- **Problem to solve**: From the first line to the last, transcribe the data exactly.

Dataset entries
☆ ☆ ☆ ☆

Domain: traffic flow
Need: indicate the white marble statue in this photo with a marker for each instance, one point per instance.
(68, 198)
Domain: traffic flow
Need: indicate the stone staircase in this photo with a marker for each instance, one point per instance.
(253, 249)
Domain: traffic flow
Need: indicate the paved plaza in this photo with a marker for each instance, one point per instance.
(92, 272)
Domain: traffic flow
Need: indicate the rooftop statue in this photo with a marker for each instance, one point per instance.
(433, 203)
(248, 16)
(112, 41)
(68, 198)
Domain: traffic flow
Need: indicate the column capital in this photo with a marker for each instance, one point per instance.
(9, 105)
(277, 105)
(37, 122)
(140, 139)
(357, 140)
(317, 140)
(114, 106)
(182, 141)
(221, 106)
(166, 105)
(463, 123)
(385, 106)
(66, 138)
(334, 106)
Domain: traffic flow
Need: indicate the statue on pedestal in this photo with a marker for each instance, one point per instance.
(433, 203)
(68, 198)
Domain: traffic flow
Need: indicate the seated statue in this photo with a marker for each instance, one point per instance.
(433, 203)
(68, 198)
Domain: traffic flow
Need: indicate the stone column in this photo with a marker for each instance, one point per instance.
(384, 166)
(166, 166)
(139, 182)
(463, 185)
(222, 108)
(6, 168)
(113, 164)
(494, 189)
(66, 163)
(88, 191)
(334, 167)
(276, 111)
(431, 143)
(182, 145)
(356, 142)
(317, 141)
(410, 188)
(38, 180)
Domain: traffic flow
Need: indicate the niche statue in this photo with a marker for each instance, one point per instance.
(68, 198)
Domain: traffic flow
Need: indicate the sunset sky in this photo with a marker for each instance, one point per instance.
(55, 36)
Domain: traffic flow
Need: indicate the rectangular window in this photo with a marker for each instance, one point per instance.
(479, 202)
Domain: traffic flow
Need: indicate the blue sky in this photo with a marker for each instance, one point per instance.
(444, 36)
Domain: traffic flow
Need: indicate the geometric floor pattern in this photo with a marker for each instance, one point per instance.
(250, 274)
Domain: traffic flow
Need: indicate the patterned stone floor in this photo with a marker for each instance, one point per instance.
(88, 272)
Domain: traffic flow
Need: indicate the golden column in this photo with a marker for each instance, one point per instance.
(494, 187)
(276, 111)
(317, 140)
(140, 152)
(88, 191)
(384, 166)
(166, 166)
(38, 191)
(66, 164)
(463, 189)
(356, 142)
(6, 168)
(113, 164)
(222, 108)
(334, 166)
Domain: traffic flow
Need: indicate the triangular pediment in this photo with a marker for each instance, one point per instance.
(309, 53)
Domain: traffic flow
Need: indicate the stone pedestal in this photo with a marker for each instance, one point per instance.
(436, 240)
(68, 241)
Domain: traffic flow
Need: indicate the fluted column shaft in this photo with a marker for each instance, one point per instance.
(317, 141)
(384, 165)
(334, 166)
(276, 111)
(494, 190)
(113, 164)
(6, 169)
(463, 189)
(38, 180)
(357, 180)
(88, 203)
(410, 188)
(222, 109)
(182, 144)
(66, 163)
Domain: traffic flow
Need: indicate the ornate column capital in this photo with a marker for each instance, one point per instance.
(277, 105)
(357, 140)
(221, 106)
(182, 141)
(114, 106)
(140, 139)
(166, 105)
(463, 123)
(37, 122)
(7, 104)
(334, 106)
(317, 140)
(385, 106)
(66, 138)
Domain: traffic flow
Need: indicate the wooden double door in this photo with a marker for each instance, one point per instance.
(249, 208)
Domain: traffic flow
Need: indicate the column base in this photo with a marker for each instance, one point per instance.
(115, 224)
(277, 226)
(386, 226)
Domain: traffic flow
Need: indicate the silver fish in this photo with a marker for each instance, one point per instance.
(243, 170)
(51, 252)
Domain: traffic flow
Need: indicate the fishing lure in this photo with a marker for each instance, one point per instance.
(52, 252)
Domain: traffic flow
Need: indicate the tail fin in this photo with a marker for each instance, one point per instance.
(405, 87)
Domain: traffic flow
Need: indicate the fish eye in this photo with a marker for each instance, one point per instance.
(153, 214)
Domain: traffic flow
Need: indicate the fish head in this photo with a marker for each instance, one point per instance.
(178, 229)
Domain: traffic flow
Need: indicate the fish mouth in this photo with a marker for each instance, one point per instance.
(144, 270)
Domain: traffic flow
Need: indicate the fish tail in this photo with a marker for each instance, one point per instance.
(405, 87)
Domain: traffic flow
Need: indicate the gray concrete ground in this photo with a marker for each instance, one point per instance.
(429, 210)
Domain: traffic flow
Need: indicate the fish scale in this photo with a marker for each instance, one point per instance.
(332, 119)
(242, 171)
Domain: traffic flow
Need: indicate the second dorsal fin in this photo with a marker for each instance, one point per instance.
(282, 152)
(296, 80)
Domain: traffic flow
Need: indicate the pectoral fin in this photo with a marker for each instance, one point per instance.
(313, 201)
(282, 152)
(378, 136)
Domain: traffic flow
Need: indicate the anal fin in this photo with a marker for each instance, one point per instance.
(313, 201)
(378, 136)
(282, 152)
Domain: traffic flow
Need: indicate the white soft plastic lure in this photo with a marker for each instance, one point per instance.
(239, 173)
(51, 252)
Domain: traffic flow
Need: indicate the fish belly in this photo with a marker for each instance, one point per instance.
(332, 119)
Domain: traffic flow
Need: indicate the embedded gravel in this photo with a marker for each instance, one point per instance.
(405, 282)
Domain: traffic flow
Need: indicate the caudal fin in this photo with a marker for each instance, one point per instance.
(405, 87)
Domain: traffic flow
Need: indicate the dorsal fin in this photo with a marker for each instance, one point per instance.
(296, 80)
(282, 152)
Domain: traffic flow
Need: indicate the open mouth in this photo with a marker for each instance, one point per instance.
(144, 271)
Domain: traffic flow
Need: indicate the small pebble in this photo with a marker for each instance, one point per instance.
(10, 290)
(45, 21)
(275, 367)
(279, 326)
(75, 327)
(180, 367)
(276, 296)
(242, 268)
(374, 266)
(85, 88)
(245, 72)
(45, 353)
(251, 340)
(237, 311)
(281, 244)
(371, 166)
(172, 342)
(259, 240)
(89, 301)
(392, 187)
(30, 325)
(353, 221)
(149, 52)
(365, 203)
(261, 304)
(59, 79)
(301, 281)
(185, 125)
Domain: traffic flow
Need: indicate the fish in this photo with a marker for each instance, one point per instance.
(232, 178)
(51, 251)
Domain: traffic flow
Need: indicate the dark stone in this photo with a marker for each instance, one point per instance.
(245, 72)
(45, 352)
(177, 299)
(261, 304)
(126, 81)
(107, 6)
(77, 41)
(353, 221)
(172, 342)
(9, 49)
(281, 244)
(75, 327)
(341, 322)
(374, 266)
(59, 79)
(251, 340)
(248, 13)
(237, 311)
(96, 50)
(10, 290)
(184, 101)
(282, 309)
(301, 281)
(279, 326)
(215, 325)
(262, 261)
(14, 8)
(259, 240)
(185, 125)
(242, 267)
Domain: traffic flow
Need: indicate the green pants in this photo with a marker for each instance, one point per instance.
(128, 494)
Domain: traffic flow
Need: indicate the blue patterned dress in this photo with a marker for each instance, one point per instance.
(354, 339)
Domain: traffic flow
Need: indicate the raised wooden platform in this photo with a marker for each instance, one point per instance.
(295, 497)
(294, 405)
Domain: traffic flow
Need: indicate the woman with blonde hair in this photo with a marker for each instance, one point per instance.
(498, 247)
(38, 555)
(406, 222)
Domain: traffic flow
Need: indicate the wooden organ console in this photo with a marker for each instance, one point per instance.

☆ ☆ ☆ ☆

- **Written solution**:
Domain: traffic flow
Need: indicate the white marble statue in this photo with a marker for each instance, one point per instance.
(68, 198)
Domain: traffic flow
Need: indicate the stone staircase in this photo with a marker for each instance, one point per instance.
(253, 249)
Domain: traffic flow
Need: indicate the paved plaza in this photo with a marker for each instance, one point per instance.
(92, 272)
Domain: traffic flow
Need: indicate the rooftop statue in this photo with a marker for each instance, one point per instance.
(433, 203)
(248, 16)
(112, 41)
(68, 198)
Domain: traffic flow
Need: indicate the column capital in this photo with a marker for each instance, one point per instance.
(9, 105)
(277, 105)
(37, 122)
(140, 139)
(357, 140)
(317, 140)
(114, 106)
(182, 141)
(221, 106)
(166, 105)
(463, 123)
(385, 106)
(66, 138)
(334, 106)
Domain: traffic flow
Need: indicate the statue on pedestal in this photo with a marker for each instance, one point per instance.
(433, 203)
(68, 198)
Domain: traffic flow
Need: indicate the seated statue in this photo with a marker for each instance, one point per instance.
(433, 203)
(68, 198)
Domain: traffic flow
Need: indicate the stone column in this photo with a marker for each instance, one point per instance.
(384, 166)
(166, 166)
(139, 182)
(463, 185)
(222, 108)
(6, 168)
(113, 164)
(494, 189)
(66, 163)
(88, 191)
(334, 167)
(276, 111)
(431, 143)
(182, 145)
(356, 142)
(317, 141)
(410, 188)
(38, 180)
Domain: traffic flow
Need: indicate the niche statue in this photo with a marker for each instance, one point per instance.
(68, 198)
Domain: traffic flow
Need: indicate the sunset sky in this photo with a marker for each instance, one point per instance.
(55, 36)
Domain: traffic flow
Need: indicate the rectangular window in this photo with a marker for each instance, one point per instance.
(479, 202)
Domain: traffic flow
Need: indicate the blue sky in this photo with a marker for each instance, one point per instance.
(444, 36)
Domain: traffic flow
Need: indicate the geometric floor pattern in this photo with a marker for each instance, one point per instance.
(250, 274)
Domain: traffic flow
Need: indicate the patterned stone floor in this photo with a marker for each instance, one point per instance.
(88, 272)
Domain: traffic flow
Need: indicate the golden column in this photo with a marker for each instance, one point per instance.
(494, 187)
(276, 111)
(317, 140)
(140, 152)
(88, 191)
(384, 166)
(166, 166)
(38, 191)
(66, 164)
(463, 189)
(356, 142)
(6, 168)
(113, 164)
(222, 108)
(334, 166)
Domain: traffic flow
Need: indicate the triangular pediment in this photo with a marker for each instance, one point per instance.
(309, 53)
Domain: traffic flow
Need: indicate the stone pedestal in this photo with a marker for each instance, one point per instance.
(436, 240)
(68, 241)
Domain: traffic flow
Need: indicate the fluted column shaft in this photo with a marker for each instance, one point per instance.
(317, 141)
(384, 165)
(334, 166)
(276, 111)
(494, 190)
(113, 164)
(6, 169)
(463, 189)
(38, 180)
(357, 180)
(88, 203)
(410, 188)
(222, 109)
(182, 144)
(66, 163)
Domain: traffic flow
Need: indicate the ornate column capital in this photo with a marker for each instance, one point per instance.
(277, 105)
(357, 140)
(221, 106)
(182, 141)
(114, 106)
(140, 139)
(166, 105)
(463, 123)
(37, 122)
(7, 104)
(334, 106)
(317, 140)
(385, 106)
(66, 138)
Domain: traffic flow
Need: indicate the wooden double door in this photo with a marker for each instance, one point per instance.
(249, 208)
Domain: traffic flow
Need: indicate the column base in this photo with a marker for each instance, one point per instance.
(115, 224)
(277, 226)
(386, 226)
Domain: traffic flow
Need: indicate the silver fish in this photo with a marker for each instance, one point per instance.
(243, 170)
(51, 252)
Domain: traffic flow
Need: indicate the fishing lure in this photo with a marker for each instance, one point per instance.
(52, 252)
Domain: traffic flow
Need: indicate the tail fin in this photo with a marker for each instance, one point per instance.
(405, 87)
Domain: traffic flow
Need: indicate the fish eye in this photo with a marker for each instance, one point per instance.
(153, 214)
Domain: traffic flow
Need: indicate the fish head in this photo with a marker for each instance, one point per instance.
(178, 229)
Domain: traffic flow
Need: indicate the fish mouth in this photo with a marker for each instance, one point per instance.
(144, 270)
Domain: traffic flow
Need: indicate the fish tail in this photo with a marker for each instance, one point per instance.
(405, 87)
Domain: traffic flow
Need: indicate the gray concrete ground in this photo with a marker for each instance, one point per instance.
(429, 210)
Domain: traffic flow
Need: indicate the fish scale in this photo with a marker for each instance, one point per instance.
(332, 119)
(242, 171)
Domain: traffic flow
Need: indicate the second dorsal fin in this photo with a marker for each instance, one point per instance.
(282, 152)
(296, 80)
Domain: traffic flow
Need: indicate the pectoral fin in this photo with a marker for each instance, one point per instance.
(313, 201)
(282, 152)
(378, 136)
Domain: traffic flow
Need: indicate the anal fin in this photo with a marker for each instance, one point per instance.
(313, 201)
(378, 136)
(282, 152)
Domain: traffic flow
Need: indicate the white soft plastic lure in this photo with a marker for each instance, one point per instance.
(239, 173)
(51, 252)
Domain: traffic flow
Need: indicate the fish belly in this photo with a marker for each instance, one point per instance.
(332, 119)
Domain: traffic flow
Need: indicate the embedded gravel in this photo with a marker for each instance, one point per instance.
(405, 282)
Domain: traffic flow
Need: indicate the caudal fin in this photo with a marker for each instance, one point per instance.
(405, 87)
Domain: traffic flow
Need: indicate the dorsal fin in this photo with a marker for each instance, one point per instance.
(296, 80)
(282, 152)
Domain: traffic flow
Need: indicate the open mouth in this photo with a marker for each instance, one point per instance.
(144, 271)
Domain: traffic flow
Need: indicate the small pebble in this photo with a marker for each instance, one point per instance.
(10, 290)
(45, 21)
(275, 367)
(279, 326)
(75, 327)
(180, 367)
(276, 296)
(242, 268)
(374, 266)
(85, 88)
(245, 72)
(45, 353)
(251, 340)
(237, 311)
(281, 244)
(371, 166)
(172, 342)
(259, 240)
(89, 301)
(392, 187)
(30, 325)
(353, 221)
(149, 52)
(365, 203)
(261, 304)
(59, 79)
(301, 281)
(185, 125)
Domain: traffic flow
Need: indicate the fish in this photo with a marker for each instance, one point per instance.
(232, 178)
(51, 251)
Domain: traffic flow
Need: indicate the dark stone in this photo with a marker for each instance, one point per instance.
(245, 72)
(45, 352)
(177, 299)
(261, 304)
(126, 81)
(107, 6)
(77, 41)
(353, 221)
(172, 342)
(9, 49)
(281, 244)
(75, 327)
(341, 322)
(374, 266)
(59, 79)
(251, 340)
(248, 13)
(237, 311)
(96, 50)
(10, 290)
(184, 101)
(282, 309)
(301, 281)
(279, 326)
(215, 325)
(262, 261)
(14, 8)
(259, 240)
(185, 125)
(242, 267)
Domain: traffic flow
Need: indicate the green pants in this photo with a marker for each instance, one point per instance.
(128, 494)
Domain: traffic flow
Need: indicate the blue patterned dress in this photo with a marker for each instance, one point per instance.
(354, 339)
Domain: traffic flow
Need: indicate the raised wooden platform in this photo with a marker for each instance, one point per instance.
(295, 497)
(294, 405)
Domain: traffic flow
Need: indicate the woman with blonde hair in this photo with a marker for each instance, one point per instance.
(498, 247)
(38, 555)
(406, 222)
Domain: traffic flow
Need: indicate the wooden organ console in this photo with a marker for each instance, one point per instance.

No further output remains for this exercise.